# The problem:
Everything from the line that contains "grenadines flag in the photo above." through the last line of the listing must be copied exactly, with both of those lines included and no others.

# Records for the task:
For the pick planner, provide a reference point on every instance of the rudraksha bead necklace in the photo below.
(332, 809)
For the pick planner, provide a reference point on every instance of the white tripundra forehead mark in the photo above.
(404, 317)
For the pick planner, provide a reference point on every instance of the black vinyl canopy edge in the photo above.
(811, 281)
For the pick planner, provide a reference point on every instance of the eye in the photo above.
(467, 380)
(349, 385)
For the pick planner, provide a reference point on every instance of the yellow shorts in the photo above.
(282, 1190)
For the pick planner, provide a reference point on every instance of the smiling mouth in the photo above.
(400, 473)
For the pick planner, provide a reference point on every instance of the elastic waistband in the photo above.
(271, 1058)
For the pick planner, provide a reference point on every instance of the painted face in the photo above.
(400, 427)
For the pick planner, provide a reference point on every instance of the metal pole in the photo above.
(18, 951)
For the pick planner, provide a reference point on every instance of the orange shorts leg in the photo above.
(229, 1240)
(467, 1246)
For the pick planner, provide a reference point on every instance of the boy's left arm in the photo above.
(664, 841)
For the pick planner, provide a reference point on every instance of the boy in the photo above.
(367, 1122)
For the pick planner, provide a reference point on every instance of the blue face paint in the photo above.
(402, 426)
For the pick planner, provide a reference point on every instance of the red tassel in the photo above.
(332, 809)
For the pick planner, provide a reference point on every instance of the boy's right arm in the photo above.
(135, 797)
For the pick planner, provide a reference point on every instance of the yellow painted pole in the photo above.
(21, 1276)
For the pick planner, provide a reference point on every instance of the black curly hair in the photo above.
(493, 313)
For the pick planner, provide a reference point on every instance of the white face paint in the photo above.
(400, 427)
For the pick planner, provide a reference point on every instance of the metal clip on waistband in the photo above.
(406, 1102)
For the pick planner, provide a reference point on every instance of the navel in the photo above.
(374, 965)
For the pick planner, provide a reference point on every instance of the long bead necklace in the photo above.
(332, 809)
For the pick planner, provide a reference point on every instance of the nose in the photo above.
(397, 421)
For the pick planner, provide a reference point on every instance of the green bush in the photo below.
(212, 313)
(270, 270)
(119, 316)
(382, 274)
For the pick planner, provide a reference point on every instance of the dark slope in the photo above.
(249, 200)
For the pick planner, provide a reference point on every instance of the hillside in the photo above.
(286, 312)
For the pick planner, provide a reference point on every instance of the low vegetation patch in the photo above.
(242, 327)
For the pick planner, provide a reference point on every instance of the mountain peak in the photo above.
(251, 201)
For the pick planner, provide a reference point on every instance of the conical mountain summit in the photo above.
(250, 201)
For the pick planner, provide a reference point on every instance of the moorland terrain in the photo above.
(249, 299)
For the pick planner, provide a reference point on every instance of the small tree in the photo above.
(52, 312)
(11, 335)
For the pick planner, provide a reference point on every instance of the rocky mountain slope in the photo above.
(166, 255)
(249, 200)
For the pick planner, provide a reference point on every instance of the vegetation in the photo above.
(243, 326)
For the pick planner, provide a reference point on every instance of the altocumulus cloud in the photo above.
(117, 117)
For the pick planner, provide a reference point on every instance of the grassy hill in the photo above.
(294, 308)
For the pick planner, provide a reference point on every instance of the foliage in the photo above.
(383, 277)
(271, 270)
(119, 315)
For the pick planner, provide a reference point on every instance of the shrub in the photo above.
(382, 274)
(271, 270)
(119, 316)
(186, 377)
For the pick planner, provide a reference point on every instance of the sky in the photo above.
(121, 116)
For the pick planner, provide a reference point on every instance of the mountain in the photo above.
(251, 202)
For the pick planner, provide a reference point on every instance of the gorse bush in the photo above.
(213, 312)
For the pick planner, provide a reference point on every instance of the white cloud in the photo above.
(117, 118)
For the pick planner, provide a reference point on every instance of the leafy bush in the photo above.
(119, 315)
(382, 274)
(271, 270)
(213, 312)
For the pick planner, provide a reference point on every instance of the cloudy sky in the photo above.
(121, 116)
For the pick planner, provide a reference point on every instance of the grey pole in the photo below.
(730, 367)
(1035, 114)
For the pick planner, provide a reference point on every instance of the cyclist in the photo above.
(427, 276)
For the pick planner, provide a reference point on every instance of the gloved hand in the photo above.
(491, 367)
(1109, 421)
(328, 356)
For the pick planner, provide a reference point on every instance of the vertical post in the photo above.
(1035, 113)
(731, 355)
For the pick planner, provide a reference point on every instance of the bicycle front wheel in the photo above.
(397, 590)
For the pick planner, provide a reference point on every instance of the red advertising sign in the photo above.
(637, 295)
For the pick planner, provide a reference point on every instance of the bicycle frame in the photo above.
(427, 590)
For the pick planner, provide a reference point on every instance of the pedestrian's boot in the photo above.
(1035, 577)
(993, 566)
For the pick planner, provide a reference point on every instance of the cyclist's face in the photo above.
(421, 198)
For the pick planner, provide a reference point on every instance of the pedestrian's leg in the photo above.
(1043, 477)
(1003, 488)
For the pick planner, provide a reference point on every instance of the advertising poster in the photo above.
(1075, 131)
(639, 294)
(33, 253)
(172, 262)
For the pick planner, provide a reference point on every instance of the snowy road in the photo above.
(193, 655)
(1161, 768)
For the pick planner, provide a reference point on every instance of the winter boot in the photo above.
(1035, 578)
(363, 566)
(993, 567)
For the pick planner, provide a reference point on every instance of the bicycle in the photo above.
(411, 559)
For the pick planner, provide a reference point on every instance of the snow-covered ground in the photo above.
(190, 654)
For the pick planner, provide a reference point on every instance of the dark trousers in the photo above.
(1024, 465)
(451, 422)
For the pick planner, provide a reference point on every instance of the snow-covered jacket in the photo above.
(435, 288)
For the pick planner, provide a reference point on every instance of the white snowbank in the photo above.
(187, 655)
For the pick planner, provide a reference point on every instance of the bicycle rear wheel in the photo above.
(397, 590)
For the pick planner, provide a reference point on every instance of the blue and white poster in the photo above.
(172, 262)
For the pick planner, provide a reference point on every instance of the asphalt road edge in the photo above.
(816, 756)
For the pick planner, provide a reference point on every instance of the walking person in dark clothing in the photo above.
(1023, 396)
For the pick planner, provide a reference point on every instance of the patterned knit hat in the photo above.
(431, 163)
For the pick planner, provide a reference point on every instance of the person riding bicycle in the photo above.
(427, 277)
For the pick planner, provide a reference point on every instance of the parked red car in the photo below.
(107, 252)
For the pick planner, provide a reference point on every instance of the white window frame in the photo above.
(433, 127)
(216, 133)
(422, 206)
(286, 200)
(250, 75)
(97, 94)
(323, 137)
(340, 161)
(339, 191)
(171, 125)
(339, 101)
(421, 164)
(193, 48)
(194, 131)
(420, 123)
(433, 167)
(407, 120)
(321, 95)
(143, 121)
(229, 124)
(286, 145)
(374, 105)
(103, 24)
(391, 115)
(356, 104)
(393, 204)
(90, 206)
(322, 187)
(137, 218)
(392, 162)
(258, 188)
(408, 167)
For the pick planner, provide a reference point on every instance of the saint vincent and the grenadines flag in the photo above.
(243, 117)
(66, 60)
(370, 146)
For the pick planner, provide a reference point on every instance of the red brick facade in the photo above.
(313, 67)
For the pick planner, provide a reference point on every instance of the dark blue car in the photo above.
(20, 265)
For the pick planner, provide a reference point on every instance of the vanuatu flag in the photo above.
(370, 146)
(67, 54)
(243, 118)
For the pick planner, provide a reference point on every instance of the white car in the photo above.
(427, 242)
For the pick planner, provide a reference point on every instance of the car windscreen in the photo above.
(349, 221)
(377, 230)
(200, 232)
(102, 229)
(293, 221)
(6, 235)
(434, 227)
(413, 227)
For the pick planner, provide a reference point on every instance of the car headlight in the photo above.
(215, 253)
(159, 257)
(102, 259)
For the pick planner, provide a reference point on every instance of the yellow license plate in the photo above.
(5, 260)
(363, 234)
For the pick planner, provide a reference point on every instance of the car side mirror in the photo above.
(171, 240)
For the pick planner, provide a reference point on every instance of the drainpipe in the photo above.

# Response to the exercise:
For the pick planner, provide a reference point on every instance of the saint vincent and the grenadines flag in the photo above.
(243, 117)
(66, 60)
(370, 146)
For the pick planner, provide a reference point on every instance of the red brick facade in the photo above.
(313, 67)
For the pick planner, provide a reference point on every instance of the dark blue car in the photo above.
(20, 265)
For the pick planner, provide a reference point on every instance of the vanuatu flag in the photo above.
(370, 146)
(67, 54)
(243, 118)
For the pick planner, provide a reference point on every instance of the white car in the photo above.
(427, 242)
For the pick planner, provide a reference point on every instance of the car windscreen in the photo above.
(349, 221)
(377, 230)
(200, 232)
(102, 229)
(293, 221)
(6, 235)
(434, 227)
(413, 227)
For the pick planner, provide a reference point on every instance of the car headlight in the photo above.
(215, 253)
(159, 257)
(102, 259)
For the pick planner, provide a reference point on every instance of the yellow license plate in the photo above.
(5, 260)
(363, 234)
For the pick planner, provide a reference point on every instance of the car side mirror in the photo above.
(171, 240)
For the pick planner, provide a reference point on every instance of the drainpipe in the photo above.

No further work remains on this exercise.